● Source passage
***

Dal Babu, a former senior Muslim officer in the Met police, condemned the appointment. Babu, who described Prevent as a toxic brand in 2015, said: “Shawcross is a man who has demonstrated lack of independence in matters involving the Muslim community and sadly this is a missed opportunity to develop an effective [programme] that safeguards our children.”

Shawcross was picked over Nazir Afzal, the former chief crown prosecutor in the north-west who is from a Muslim background. Afzal claims that he had been turned down because Home Secretary Priti Patel had already made up her mind about appointing Shawcross.

“I was strung along to give an impression of open selection,” said Afzal commenting on the way government officials “literally pleaded” with him to attend a final interview following his decision to withdraw from the process when in November news was leaked that Shawcross was viewed as the “frontrunner” most qualified for the role weeks before the final interview.

“The fact that it was leaked that Shawcross was the Government’s favourite even before I was interviewed by ministers suggests that the Government had already made up its mind about its preferred candidate from the outset, and was simply going through the motions to avoid scrutiny about the appointment,” Afzal told Byline Times.

***

● Requirement
In the passage about Shawcross's appointment, what did Dal Babu call Prevent in 2015? Please rely on the passage alone.

Entries listed in a dataset:
***

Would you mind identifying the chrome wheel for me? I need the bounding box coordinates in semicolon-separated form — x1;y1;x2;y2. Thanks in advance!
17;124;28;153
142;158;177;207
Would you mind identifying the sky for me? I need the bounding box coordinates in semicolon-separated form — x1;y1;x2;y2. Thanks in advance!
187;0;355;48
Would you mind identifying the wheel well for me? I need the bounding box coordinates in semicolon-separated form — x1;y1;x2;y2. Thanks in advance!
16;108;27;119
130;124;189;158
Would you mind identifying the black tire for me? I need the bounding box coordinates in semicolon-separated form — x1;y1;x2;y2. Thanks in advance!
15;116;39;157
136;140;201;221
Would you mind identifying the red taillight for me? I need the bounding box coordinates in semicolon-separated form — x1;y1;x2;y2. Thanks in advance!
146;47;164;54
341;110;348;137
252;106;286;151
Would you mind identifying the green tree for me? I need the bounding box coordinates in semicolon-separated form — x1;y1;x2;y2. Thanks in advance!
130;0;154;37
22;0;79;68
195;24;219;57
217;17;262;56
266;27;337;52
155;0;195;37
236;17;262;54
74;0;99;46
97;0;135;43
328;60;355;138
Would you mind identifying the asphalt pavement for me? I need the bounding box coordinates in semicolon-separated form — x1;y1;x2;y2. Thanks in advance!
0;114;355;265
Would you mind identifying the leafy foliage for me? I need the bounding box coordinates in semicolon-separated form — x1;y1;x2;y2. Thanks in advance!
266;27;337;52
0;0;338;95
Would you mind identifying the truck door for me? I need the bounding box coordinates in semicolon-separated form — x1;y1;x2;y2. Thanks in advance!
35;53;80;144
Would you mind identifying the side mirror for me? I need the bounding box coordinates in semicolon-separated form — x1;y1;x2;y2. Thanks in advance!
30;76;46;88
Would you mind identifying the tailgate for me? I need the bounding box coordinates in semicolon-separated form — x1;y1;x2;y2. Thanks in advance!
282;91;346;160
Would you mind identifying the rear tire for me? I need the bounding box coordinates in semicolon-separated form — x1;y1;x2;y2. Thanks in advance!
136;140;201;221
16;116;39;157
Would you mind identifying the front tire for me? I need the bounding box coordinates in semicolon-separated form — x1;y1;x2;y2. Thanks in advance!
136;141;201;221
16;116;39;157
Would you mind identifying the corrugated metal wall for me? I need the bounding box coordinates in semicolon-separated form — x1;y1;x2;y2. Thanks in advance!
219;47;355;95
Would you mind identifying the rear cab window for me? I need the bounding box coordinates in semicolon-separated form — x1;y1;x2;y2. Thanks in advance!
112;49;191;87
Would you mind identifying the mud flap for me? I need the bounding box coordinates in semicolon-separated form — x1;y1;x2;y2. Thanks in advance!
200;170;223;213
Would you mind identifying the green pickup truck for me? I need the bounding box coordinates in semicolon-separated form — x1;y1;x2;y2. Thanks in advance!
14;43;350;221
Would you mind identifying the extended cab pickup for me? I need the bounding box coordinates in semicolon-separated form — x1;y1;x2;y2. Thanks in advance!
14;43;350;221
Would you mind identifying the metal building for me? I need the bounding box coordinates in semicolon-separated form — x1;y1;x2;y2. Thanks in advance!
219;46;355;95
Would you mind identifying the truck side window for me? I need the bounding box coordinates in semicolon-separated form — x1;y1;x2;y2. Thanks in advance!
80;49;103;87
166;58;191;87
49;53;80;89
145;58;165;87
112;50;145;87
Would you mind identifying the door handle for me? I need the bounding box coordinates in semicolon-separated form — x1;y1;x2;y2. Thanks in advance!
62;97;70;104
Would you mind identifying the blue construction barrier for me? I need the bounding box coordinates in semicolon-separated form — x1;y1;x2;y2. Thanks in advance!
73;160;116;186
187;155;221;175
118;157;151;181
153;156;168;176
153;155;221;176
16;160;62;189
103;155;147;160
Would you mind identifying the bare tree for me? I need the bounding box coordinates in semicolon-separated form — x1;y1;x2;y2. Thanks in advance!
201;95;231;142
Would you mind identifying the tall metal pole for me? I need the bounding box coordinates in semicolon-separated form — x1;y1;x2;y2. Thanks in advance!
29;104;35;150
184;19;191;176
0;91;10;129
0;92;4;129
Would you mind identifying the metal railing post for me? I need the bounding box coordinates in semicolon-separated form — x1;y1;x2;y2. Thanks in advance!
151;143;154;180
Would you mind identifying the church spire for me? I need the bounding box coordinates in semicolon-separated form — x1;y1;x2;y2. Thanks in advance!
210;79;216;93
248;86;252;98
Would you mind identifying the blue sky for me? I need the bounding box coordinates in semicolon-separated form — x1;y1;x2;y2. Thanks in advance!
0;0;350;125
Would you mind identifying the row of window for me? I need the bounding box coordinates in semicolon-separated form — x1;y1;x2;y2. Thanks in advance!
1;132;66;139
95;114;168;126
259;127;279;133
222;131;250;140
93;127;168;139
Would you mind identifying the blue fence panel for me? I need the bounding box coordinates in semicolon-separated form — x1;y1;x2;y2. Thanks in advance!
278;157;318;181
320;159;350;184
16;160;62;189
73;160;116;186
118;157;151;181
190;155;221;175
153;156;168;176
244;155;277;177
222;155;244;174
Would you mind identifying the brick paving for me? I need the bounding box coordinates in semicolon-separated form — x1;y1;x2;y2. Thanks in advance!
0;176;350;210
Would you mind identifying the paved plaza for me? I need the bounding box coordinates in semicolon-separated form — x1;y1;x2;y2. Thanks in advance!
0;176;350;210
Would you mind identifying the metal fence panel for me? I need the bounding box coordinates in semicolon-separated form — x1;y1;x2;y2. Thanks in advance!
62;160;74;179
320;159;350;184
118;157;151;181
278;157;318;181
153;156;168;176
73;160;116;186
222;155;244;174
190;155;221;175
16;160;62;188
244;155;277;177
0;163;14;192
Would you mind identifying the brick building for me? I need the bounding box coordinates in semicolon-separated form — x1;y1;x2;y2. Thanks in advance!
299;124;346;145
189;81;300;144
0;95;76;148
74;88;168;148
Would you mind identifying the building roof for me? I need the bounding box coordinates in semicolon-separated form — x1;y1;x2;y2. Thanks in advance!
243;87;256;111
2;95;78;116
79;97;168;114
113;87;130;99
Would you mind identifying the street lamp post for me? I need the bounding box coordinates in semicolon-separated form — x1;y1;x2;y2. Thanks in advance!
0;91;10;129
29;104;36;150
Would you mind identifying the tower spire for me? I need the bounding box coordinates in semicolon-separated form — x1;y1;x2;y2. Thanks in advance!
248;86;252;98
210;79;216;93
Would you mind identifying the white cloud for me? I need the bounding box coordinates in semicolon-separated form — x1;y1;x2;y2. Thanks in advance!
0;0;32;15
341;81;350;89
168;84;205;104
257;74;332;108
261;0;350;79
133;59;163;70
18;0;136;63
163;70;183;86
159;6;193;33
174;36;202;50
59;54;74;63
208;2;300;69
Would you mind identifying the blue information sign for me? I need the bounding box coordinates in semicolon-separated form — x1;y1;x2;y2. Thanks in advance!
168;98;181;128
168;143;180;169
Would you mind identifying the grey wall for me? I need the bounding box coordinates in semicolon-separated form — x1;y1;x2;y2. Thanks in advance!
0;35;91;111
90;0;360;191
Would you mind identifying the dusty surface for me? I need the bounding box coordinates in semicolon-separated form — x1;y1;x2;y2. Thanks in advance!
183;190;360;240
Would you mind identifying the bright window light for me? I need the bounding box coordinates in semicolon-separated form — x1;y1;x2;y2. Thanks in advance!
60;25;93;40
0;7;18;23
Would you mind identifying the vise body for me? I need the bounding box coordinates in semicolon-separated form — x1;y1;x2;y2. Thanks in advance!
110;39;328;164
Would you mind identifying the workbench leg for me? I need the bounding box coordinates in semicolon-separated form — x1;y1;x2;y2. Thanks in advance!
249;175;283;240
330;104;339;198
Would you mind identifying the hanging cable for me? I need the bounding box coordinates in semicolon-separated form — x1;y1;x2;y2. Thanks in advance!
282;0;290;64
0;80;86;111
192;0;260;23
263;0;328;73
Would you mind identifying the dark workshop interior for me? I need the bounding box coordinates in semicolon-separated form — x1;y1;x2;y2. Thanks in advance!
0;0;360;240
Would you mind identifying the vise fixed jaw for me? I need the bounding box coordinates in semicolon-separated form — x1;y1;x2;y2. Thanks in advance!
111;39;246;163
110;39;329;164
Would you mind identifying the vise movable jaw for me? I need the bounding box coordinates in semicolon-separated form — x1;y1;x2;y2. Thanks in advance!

***

● Your solution
A toxic brand.